Task to carry out | Return the listing below word for word, leaving out the pictures.

Recorded data |
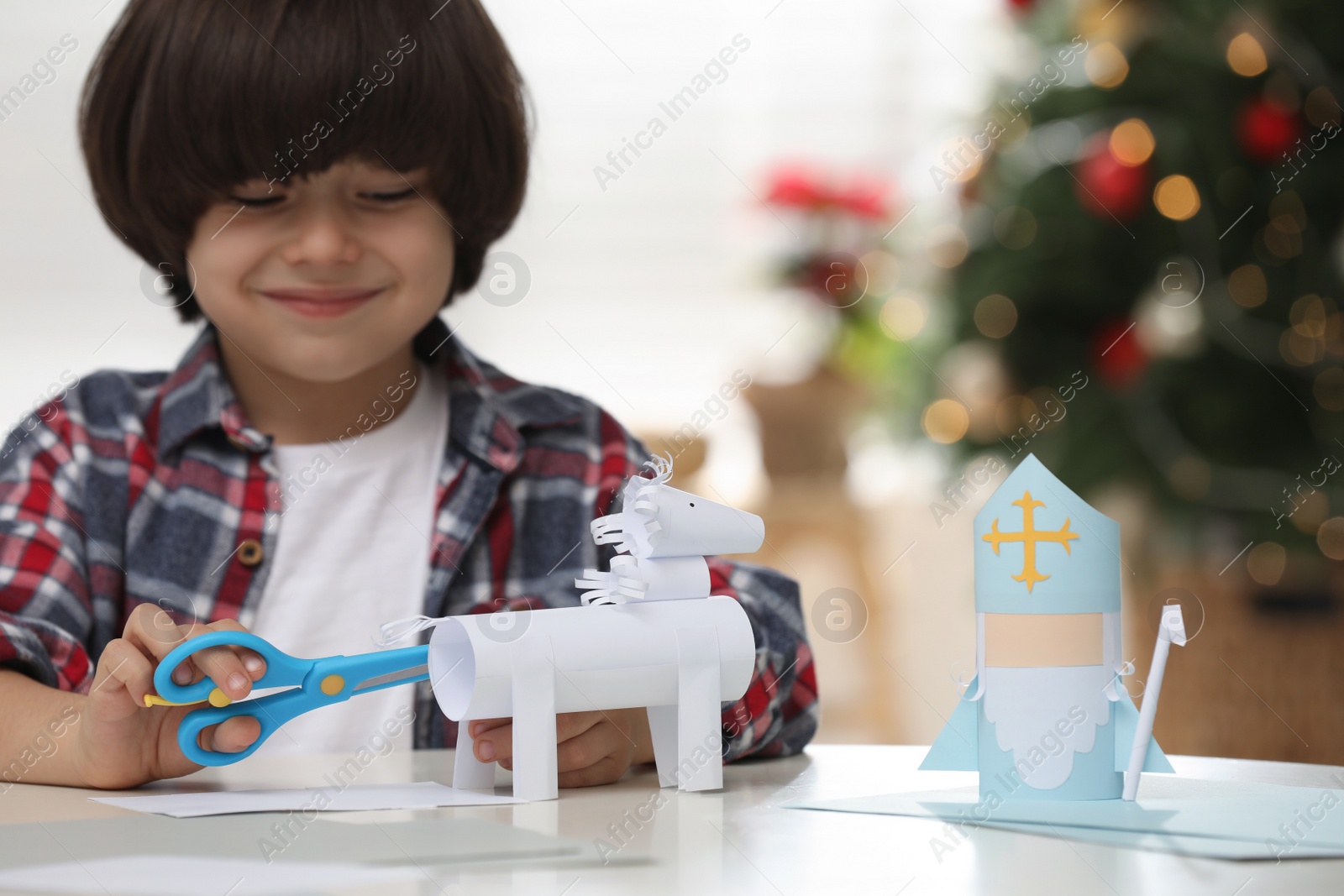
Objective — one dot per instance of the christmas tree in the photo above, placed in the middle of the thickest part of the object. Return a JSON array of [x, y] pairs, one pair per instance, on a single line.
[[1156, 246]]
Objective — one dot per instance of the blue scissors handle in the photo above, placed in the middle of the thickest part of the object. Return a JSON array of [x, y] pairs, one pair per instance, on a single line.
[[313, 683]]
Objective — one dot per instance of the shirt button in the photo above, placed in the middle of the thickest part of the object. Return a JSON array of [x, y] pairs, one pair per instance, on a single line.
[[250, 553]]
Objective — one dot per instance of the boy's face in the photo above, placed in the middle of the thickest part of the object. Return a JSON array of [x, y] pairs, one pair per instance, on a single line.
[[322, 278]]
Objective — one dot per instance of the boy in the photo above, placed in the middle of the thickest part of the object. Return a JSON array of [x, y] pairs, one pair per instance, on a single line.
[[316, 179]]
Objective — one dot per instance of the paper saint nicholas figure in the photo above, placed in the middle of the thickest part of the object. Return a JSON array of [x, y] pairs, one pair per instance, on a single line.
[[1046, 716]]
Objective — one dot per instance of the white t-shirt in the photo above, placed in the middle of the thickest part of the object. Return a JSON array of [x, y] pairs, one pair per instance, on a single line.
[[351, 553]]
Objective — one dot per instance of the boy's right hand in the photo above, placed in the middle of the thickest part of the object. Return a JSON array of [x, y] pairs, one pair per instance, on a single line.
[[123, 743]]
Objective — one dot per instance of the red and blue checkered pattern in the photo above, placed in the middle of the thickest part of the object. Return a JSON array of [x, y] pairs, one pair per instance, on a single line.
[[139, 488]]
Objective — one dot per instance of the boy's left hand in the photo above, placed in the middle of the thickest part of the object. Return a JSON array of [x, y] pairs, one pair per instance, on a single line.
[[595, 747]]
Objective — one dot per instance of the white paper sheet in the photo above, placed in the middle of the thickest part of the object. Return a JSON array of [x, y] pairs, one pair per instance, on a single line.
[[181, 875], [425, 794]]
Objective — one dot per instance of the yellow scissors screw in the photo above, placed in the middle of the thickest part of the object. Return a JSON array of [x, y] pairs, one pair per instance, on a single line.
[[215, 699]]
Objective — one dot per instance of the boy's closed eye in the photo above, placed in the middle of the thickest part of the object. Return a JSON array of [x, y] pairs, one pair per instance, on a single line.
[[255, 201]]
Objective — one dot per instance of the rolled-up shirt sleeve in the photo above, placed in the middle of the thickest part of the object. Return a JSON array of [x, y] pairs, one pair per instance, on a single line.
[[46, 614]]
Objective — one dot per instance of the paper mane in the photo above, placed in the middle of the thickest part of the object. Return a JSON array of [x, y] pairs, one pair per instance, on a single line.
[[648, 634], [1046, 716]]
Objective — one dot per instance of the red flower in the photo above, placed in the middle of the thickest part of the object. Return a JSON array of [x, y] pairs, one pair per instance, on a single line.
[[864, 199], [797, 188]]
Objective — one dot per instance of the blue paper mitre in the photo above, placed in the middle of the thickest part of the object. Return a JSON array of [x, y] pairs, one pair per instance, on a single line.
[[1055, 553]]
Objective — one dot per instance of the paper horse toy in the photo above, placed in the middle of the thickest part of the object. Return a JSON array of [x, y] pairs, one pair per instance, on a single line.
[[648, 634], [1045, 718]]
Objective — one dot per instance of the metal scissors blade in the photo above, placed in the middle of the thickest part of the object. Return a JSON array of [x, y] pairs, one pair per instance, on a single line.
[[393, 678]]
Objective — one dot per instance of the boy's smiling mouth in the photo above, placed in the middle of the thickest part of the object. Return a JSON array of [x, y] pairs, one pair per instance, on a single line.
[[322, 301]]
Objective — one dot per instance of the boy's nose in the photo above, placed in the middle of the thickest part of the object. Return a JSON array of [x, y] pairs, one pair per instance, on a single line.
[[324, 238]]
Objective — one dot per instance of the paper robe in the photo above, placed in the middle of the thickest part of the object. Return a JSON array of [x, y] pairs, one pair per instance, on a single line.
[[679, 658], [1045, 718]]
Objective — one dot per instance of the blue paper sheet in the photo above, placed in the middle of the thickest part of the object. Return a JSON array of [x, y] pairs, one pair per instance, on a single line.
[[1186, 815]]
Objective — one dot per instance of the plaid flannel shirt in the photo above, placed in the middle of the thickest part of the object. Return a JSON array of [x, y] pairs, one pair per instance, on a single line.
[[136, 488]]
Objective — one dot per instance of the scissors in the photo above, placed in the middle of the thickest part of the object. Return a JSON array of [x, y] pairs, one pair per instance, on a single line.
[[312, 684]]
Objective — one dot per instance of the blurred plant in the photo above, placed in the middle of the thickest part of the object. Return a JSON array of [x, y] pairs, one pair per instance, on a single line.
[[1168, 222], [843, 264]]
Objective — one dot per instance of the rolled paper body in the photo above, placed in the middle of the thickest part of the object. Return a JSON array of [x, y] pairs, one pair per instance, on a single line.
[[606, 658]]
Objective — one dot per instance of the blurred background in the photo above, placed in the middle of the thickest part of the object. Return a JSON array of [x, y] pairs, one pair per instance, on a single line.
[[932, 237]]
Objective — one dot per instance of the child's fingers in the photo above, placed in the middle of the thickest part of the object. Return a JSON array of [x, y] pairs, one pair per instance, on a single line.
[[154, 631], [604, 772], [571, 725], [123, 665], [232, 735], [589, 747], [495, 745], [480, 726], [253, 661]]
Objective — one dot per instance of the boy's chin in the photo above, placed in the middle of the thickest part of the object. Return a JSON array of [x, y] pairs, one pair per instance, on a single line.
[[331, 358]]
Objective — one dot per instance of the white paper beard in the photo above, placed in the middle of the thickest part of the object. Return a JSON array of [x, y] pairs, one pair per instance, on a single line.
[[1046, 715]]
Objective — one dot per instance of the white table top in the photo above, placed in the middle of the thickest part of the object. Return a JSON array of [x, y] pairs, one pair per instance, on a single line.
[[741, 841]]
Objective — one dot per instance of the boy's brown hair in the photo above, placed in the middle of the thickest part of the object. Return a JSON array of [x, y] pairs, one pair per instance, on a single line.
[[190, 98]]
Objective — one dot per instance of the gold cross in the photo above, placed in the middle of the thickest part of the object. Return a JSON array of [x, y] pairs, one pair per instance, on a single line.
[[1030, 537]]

Result of this exercise |
Objective — one dot per instance of the christmas tree in the photo above, placed in the middle of the thickest part of the object. Return a JSON array of [x, y] pairs, one pair per instance, on a single line.
[[1156, 246]]
Objective — one dot per instance of the blue scissors handle in the photo above, placed in the middle of the thickest part of the object. Return a JSON array of [x, y] pairs, one pair per instance, on a single line.
[[313, 683]]
Objective — one dot per instance of the shirt button in the photo above, placed in the middle of the thickest part of the object. Return a JSON array of [x, y] pairs, one pair per instance, on a single line.
[[250, 553]]
Objective — one dot per instance of the boy's face in the photo above, placed in the middle of the thickest part of the object. Return a JSON array of [x, y] pairs, one pair per instance, on a single line.
[[322, 278]]
Objective — one dot per instance of the boy in the photo above, placed in the middle of the thickest part of the object. Return a JSON array of [x, y] pairs, one pair per instance, on a single line.
[[316, 179]]
Objective — one dot per instance of the paper saint nicholas figure in the photo above, placed in the middle of the thickest part of the object. Return a JSON array of [x, y] pairs, one pair per instance, on a single line.
[[1046, 716]]
Objective — one dot per instance of the white t-shirt in the photo above, placed in the middle of the thickest part of the object. Return a JSON array of [x, y] pairs, one pair per instance, on a single line.
[[351, 553]]
Objective — one dot per instance of the boy's right hand in the photo above, placed in the middle of the thickest part of the object. Return a JSON array of [x, y] pairs, one pair per instance, on a single line.
[[123, 743]]
Objective — one dot per instance of the red and blue checkered pattern in the photo above, placed in the middle of the thickest part of the object. Return a JSON array of [x, y] pairs, one pair per instance, on a single line.
[[139, 488]]
Objective — one dot per instance of the boy's left hand in the photo above, placed in the middle of the thickest part of the object. Return a JSON array of [x, y] pairs, one pair per instance, on a single line.
[[595, 747]]
Objective — one dot per instance of the white paper sheet in the photo above, placed in the middle of the thickest part of the object. Return a JSON array of [x, y] pairs, one pair per instance, on a single line.
[[181, 875], [425, 794]]
Objective — one dot per instance of the yellow scissors screw in the photo above, placed in the middle of the thickest part of the object. Return a JSON array of [x, y] pairs, one pair per instance, on a single line.
[[215, 699]]
Objective — one dot per instance of the boy's closed eye in the photo above, placed in the middle of the thickest part of the object. Return a JSON array of [x, y] pairs, one pair per instance, on a single line.
[[255, 201]]
Objective — one dot per instance of the rolled-up shirt sleeve in the photo above, placed in the middle of the thickest part of the object. Return a JSON array of [x, y] pairs, one pair per instance, on a single line.
[[46, 614]]
Objective — one dot per instance of the paper mane in the photo above, placed in the middle of the thickest part of the object. Return a JSON array of [x, y] pairs, one pair per instance, on a single line.
[[648, 634], [1046, 716]]
Objective — one dot per instance of the red flower in the photo above, placed in the middle of the thickest part of the object. Return a JSON array of [x, y] pairs, one pair per instance, on a single line.
[[864, 199], [797, 188]]
Objective — one dot per instance of the blue paper mitre in the photo above, placed in the middle of the thickest part of the object. Return a JSON array of [x, y] pairs, one pair per instance, on a single line.
[[1055, 553]]
Objective — one dot per instance of the paper horse toy in the photo above, placed in the middle of the thickest part of the object. Return a JSON array of [x, y] pairs, one pair per instance, on a single line.
[[648, 634], [1045, 718]]
Objective — one dot per instance of the metal scissors blade in the photo above, placed in the middle of the thickest part of the object. Return a JSON array of [x, y] pairs, one pair per instance, on a single line.
[[393, 678]]
Objective — one dot per instance of the boy's smiling mouth in the photo above, placed in the middle of the thickest part of the object. Return a JSON array of [x, y] pairs, one pair per instance, on a single line.
[[322, 301]]
Objective — one dot per instance of the boy's nose in the photo above, placed in the middle of the thickest part of the object. Return a JSON array of [x, y] pairs, one pair per instance, on a single line.
[[324, 238]]
Objective — one dot per instance of the paper robe in the photo above, placed in the middle of the thickest part of the object. Return a JSON array of [x, y] pairs, one pair per instance, on a single line.
[[679, 658], [1045, 718]]
Objective — one dot per instance of the blue paper sheet in the photo above, placed in the middle of the thickest part of the object. Return a JSON array of [x, y] pairs, one pair per instance, on a single line.
[[1186, 815]]
Objective — one dot per instance of the plaid flannel shirt in the photo above, placed in the middle of the thickest part of the object. Return a JSON array of [x, y] pairs, one pair per instance, on a single line.
[[136, 488]]
Objective — one dot per instance of the scissors in the photo above, placed in the middle of the thickest part of the object. Return a JSON array of [x, y] pairs, one pair per instance, on a single line.
[[312, 684]]
Objective — one dot per instance of the blurred plant in the photo above, placed in the middle of the thickest part of the object. Return a JSON array of [x, y] pairs, one pair per instance, on a single line.
[[1168, 222], [843, 264]]
Objective — one dot per instance of the rolled paper body in the photo above, placed in the middle of the thickest part of the object. Return a JSON array of [x, y] pairs, one pair per instance, on a single line.
[[606, 658]]
Objective — one dot per instance of the blurred background in the photo above, placed in the middle of the thickest part of the object. Return a JSON array of [x, y] pairs, one pair per instance, on a single line.
[[932, 237]]
Objective — one dot per instance of the child's fingers in the photo above, placed in the middle of the thickest part of the object. Return a JSON array of [x, y] pairs, one pair per instance, on a single line.
[[154, 631], [604, 772], [571, 725], [123, 665], [232, 735], [589, 747], [495, 745], [480, 726], [253, 661]]
Objective — one dot per instance of the boy's chin in the photo above, placed in the middle of the thickest part of the object. Return a JSON array of [x, y] pairs, one pair per instance, on a single line.
[[331, 358]]
Objective — one dot per instance of the white paper beard in the photo above, placed in the middle of the thickest part of the object. Return a JSON array of [x, y] pairs, one pair per instance, on a single line.
[[1046, 715]]
Objective — one dot per instance of the white table top in the photo above, placed in the middle of the thickest part of the object. Return a JSON array of [x, y] pairs, one pair per instance, on a single line.
[[741, 841]]
Objective — one dot per instance of the boy's brown hair in the photo above, placed in the middle of the thickest part of the object. Return a JSON array of [x, y] pairs, one pair per instance, on a single line.
[[190, 98]]
Objective — one dot per instance of the gold cross in the photo above, placed in the middle of the thickest part of the object. Return a JSON array of [x, y] pairs, one pair per instance, on a single line.
[[1030, 537]]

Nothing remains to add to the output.